STATED TASK: Return, exactly as they appear, the lines below running from the one that contains "Mark the region of each instance of the crop" through the end of the lines, and omit the pictures from your answer.

-- START SUPPLIED MATERIAL --

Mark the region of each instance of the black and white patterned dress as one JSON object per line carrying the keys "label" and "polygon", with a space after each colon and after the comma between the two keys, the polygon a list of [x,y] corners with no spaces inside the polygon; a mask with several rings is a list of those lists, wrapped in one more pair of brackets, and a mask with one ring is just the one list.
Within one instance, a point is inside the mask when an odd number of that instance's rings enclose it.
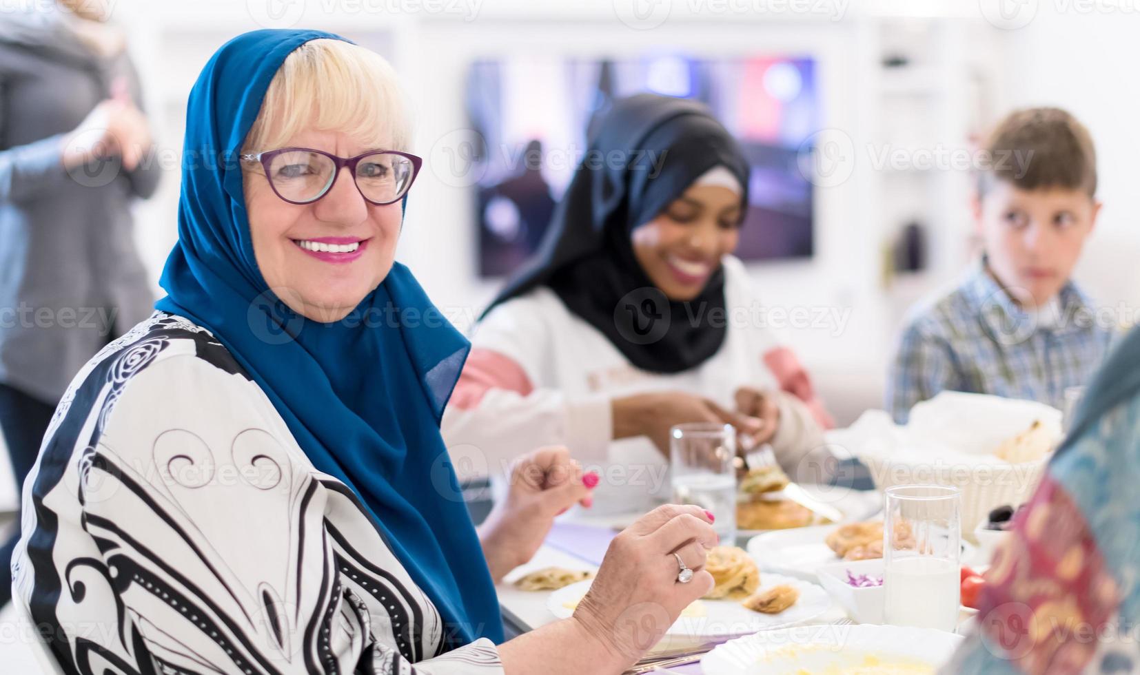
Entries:
{"label": "black and white patterned dress", "polygon": [[453,651],[356,495],[205,329],[156,312],[64,395],[13,561],[66,673],[503,673]]}

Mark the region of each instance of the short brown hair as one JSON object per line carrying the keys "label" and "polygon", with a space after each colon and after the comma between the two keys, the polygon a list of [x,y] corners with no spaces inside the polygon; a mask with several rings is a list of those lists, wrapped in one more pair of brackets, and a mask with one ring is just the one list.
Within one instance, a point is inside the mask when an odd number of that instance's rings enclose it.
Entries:
{"label": "short brown hair", "polygon": [[1016,110],[993,130],[983,150],[990,166],[978,176],[985,197],[995,181],[1021,190],[1061,188],[1097,194],[1097,150],[1092,135],[1060,108]]}

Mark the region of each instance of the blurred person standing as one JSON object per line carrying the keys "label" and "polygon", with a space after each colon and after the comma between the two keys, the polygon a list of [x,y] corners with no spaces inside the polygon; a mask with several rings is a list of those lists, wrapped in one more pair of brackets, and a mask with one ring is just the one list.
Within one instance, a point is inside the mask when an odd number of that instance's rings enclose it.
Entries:
{"label": "blurred person standing", "polygon": [[160,170],[108,18],[106,0],[58,0],[0,23],[0,428],[19,489],[71,378],[154,303],[130,206]]}

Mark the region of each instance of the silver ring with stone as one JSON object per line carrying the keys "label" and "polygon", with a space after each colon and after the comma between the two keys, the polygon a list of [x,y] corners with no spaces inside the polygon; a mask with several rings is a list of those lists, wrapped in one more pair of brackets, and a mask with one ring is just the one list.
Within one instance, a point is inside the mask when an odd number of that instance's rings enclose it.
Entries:
{"label": "silver ring with stone", "polygon": [[689,569],[685,566],[685,561],[681,559],[681,554],[674,553],[673,557],[677,559],[677,567],[681,568],[677,571],[677,581],[681,582],[682,584],[687,584],[689,582],[693,581],[693,570]]}

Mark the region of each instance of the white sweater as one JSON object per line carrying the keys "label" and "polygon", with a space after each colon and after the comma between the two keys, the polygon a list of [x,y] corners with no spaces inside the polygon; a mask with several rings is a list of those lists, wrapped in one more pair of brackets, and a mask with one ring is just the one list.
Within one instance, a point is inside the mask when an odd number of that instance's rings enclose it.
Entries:
{"label": "white sweater", "polygon": [[475,328],[471,356],[443,414],[443,437],[459,477],[503,476],[521,454],[567,445],[601,476],[595,512],[650,508],[669,496],[668,459],[646,437],[613,439],[611,401],[686,392],[732,409],[742,386],[784,390],[776,397],[781,421],[772,445],[785,469],[796,471],[808,453],[825,455],[817,418],[825,420],[826,413],[812,397],[806,372],[758,319],[764,307],[743,264],[726,257],[724,270],[724,344],[699,367],[671,374],[632,365],[547,287],[495,307]]}

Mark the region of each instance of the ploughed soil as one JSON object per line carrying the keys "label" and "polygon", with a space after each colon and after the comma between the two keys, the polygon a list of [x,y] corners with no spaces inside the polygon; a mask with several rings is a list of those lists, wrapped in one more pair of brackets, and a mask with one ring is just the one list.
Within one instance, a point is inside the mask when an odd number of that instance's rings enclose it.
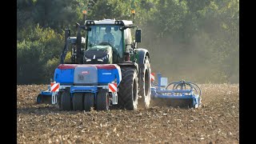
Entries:
{"label": "ploughed soil", "polygon": [[201,84],[202,106],[61,111],[46,85],[17,86],[18,143],[239,143],[239,84]]}

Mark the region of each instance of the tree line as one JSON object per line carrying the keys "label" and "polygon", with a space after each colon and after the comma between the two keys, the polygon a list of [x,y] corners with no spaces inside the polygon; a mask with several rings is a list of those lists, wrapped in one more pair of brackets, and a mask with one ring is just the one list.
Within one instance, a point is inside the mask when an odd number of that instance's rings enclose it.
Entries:
{"label": "tree line", "polygon": [[82,23],[82,10],[88,19],[133,20],[132,9],[153,72],[170,82],[239,82],[238,0],[18,0],[17,83],[49,83],[64,29]]}

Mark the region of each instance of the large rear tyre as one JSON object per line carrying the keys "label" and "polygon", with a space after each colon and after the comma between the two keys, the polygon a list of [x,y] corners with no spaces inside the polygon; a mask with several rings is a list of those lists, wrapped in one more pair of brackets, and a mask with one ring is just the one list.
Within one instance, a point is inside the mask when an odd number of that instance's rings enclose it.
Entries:
{"label": "large rear tyre", "polygon": [[61,110],[72,110],[71,96],[69,89],[66,90],[62,94]]}
{"label": "large rear tyre", "polygon": [[83,110],[83,96],[82,93],[73,94],[73,110]]}
{"label": "large rear tyre", "polygon": [[140,76],[142,78],[139,82],[138,95],[142,96],[142,98],[138,99],[138,107],[147,109],[150,107],[151,95],[151,69],[150,59],[147,56],[145,58],[144,61],[144,66],[141,69],[140,71]]}
{"label": "large rear tyre", "polygon": [[118,86],[118,105],[122,108],[137,110],[138,73],[131,67],[121,68],[122,81]]}
{"label": "large rear tyre", "polygon": [[109,103],[109,92],[106,90],[100,90],[96,97],[97,110],[108,110]]}
{"label": "large rear tyre", "polygon": [[94,106],[94,94],[85,93],[84,106],[86,111],[90,111],[91,107]]}

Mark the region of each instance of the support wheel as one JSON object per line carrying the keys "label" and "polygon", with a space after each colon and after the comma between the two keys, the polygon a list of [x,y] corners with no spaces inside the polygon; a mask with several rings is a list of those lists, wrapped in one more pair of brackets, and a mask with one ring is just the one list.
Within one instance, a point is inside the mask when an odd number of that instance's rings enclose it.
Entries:
{"label": "support wheel", "polygon": [[73,110],[83,110],[83,98],[82,93],[73,94]]}
{"label": "support wheel", "polygon": [[109,92],[106,90],[100,90],[96,97],[97,110],[108,110],[109,102]]}
{"label": "support wheel", "polygon": [[66,90],[62,94],[61,110],[72,110],[71,96],[69,89]]}
{"label": "support wheel", "polygon": [[85,93],[83,103],[86,111],[90,111],[91,107],[94,106],[94,94]]}
{"label": "support wheel", "polygon": [[139,82],[139,92],[138,95],[142,96],[142,98],[138,99],[138,106],[140,108],[149,108],[150,103],[151,95],[151,82],[150,82],[150,63],[148,56],[144,58],[144,66],[141,69],[140,75],[141,81]]}

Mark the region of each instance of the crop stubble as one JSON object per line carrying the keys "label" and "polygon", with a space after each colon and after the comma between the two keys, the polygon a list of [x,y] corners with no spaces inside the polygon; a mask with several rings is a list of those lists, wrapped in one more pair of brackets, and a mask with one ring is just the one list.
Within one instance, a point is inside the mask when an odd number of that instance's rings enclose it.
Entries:
{"label": "crop stubble", "polygon": [[60,111],[35,104],[46,85],[17,86],[18,143],[239,143],[239,85],[201,84],[203,106]]}

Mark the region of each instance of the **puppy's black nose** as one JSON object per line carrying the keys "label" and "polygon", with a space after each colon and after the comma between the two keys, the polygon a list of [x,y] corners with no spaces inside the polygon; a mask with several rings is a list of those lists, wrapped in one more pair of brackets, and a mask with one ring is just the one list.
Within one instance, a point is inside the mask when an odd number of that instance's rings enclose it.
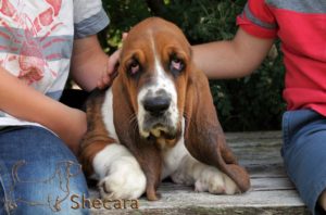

-- END SUPPLIED MATERIAL --

OUTPUT FOR THIS EXERCISE:
Mark the region of each instance of the crop stubble as one JSON object per line carrying the keys "label" and "polygon", with a space after each colon and after the comma between the two keys, the polygon a list of [x,y] corners with no spaces inside the polygon; a mask with several rings is a list of those lists, wrapped in one more pair of brackets, and a mask with one ring is just the one list.
Within one instance, a point is inside the mask when an odd number of that instance's rings enclose it.
Entries:
{"label": "crop stubble", "polygon": [[60,111],[35,104],[46,85],[17,86],[18,143],[239,143],[239,85],[201,84],[203,106]]}

Mark the region of each instance of the **puppy's black nose** as one JSON object per line carrying the keys "label" and "polygon", with a space after each colon and after the comma between the two keys, the polygon a list of [x,y] corners with no spaces inside the polygon; a mask with several rings is a list of those lists, wrapped in one more pair of brackets, and a mask with one ring is just the one list.
Within one instance, a point is inside the mask when an odd number of that instance's rings enclose it.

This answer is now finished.